### Extract provided
--

Afterwards we got to try for ourselves. Neither Brian nor I got any on target in our first rounds of five. I had trouble just getting them to stick into the wood behind. Jenna, who had done some kind of mixed martial arts in past got all five on target and won a prize.

The last area was all about the endurance meaning of the word shinobi, and detailed the ninja's lifestyle and beliefs. There was a model of the typical ninja village farming community, built of houses like the one we toured through and beneath the roads between homesteads would be tunnels for quick escape or discreet message transfer. They would also make gunpowder in those tunnels. Perhaps one reason for the ninja being in that part of Japan was the easy accessibility of the all necessary ingredients for gunpowder.

Their methods of leaving secret messages out in the open using tied ropes or coloured grains of rice, the ways they searched for water on a long trek through the mountains, and the ways they forecasted weather were displayed. Among them we encountered this:



"Too bad we weren't ninjas."

--

### Entries drawn from a collection
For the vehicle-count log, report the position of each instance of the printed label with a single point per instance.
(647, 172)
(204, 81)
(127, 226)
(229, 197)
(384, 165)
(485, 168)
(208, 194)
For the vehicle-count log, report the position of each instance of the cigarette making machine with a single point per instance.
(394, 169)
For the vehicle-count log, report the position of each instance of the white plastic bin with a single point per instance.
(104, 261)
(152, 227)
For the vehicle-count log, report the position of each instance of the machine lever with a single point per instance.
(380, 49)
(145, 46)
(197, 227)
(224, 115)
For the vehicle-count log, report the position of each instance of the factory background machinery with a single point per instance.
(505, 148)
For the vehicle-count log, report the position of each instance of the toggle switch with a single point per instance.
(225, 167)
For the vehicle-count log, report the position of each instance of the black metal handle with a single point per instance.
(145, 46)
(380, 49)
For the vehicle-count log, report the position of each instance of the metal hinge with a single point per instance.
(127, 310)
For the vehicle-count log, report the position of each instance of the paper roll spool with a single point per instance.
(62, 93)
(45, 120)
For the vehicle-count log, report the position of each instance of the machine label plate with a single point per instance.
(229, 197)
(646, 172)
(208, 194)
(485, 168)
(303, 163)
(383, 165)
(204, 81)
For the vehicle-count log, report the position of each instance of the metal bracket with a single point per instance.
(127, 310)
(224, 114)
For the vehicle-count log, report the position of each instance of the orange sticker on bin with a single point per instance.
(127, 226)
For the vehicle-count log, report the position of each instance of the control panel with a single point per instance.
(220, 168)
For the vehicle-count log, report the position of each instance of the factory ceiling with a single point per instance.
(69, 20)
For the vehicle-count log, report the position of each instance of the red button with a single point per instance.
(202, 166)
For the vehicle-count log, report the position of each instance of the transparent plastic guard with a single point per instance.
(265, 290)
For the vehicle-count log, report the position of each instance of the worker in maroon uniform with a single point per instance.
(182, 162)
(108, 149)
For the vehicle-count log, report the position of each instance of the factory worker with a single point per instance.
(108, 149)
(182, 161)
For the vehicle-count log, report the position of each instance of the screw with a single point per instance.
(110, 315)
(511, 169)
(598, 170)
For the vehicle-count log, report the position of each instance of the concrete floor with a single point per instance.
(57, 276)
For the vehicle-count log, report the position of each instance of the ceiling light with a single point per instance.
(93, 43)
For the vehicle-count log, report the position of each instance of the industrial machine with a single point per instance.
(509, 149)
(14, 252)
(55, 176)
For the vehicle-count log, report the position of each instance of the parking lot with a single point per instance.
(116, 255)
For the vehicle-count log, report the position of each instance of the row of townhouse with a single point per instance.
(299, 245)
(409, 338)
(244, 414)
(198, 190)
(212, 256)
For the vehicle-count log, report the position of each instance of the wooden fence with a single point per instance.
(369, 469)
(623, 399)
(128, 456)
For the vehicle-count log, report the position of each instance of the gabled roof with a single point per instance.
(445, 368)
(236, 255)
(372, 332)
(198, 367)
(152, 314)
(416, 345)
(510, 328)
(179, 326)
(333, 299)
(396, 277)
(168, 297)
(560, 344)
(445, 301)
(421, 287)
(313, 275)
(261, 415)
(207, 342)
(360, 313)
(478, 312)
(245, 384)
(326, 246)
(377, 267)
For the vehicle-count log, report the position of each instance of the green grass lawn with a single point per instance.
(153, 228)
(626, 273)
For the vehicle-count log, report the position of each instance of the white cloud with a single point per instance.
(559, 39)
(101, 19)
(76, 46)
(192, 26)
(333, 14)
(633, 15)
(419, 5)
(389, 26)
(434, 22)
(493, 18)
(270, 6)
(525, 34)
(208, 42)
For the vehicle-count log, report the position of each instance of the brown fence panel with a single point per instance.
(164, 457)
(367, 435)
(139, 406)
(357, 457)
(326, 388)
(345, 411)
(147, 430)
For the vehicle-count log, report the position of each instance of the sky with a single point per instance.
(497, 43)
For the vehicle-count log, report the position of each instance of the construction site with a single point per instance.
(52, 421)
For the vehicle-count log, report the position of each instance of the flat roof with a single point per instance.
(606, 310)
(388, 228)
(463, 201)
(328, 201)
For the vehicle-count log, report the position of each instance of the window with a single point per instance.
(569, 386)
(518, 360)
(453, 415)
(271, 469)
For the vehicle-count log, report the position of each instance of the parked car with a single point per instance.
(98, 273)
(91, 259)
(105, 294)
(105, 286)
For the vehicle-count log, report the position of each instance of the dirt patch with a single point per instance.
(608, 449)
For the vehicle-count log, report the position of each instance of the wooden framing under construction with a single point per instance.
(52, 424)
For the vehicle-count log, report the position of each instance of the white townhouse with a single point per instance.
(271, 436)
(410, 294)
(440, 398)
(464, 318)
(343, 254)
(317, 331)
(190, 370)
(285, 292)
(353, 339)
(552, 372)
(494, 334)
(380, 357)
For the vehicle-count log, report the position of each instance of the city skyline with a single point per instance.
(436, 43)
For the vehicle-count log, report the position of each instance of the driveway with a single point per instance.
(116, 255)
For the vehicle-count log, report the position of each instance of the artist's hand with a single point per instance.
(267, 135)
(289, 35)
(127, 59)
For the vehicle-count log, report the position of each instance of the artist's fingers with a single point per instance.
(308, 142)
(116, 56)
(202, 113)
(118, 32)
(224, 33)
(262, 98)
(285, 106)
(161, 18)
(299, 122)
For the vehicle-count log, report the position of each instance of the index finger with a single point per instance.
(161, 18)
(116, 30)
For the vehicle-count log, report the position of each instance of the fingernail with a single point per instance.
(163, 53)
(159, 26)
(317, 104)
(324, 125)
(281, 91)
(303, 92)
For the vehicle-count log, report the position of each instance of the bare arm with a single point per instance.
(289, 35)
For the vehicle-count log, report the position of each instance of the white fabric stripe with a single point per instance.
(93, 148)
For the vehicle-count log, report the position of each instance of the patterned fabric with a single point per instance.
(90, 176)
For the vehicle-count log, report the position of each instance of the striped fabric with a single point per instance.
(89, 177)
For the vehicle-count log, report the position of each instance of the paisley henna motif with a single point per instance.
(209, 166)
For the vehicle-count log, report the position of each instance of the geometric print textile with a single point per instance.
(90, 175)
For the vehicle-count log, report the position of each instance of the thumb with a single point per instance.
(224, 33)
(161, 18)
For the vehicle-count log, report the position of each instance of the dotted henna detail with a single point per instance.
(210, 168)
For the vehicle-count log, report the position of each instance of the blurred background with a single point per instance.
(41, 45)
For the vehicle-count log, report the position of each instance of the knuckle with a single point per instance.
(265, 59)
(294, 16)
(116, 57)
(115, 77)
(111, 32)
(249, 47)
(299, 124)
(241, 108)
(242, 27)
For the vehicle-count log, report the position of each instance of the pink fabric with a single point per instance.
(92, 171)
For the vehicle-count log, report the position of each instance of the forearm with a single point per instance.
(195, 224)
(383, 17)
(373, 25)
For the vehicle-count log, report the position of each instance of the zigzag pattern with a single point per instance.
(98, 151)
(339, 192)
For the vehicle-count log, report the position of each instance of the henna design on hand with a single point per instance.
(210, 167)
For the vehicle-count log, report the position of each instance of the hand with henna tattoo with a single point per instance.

--

### Problem to work on
Copy everything from "Afterwards we got" down to "ingredients for gunpowder." in the account of the ninja exhibit above, swapping "tunnels" for "passages".

### The answer
Afterwards we got to try for ourselves. Neither Brian nor I got any on target in our first rounds of five. I had trouble just getting them to stick into the wood behind. Jenna, who had done some kind of mixed martial arts in past got all five on target and won a prize.

The last area was all about the endurance meaning of the word shinobi, and detailed the ninja's lifestyle and beliefs. There was a model of the typical ninja village farming community, built of houses like the one we toured through and beneath the roads between homesteads would be passages for quick escape or discreet message transfer. They would also make gunpowder in those passages. Perhaps one reason for the ninja being in that part of Japan was the easy accessibility of the all necessary ingredients for gunpowder.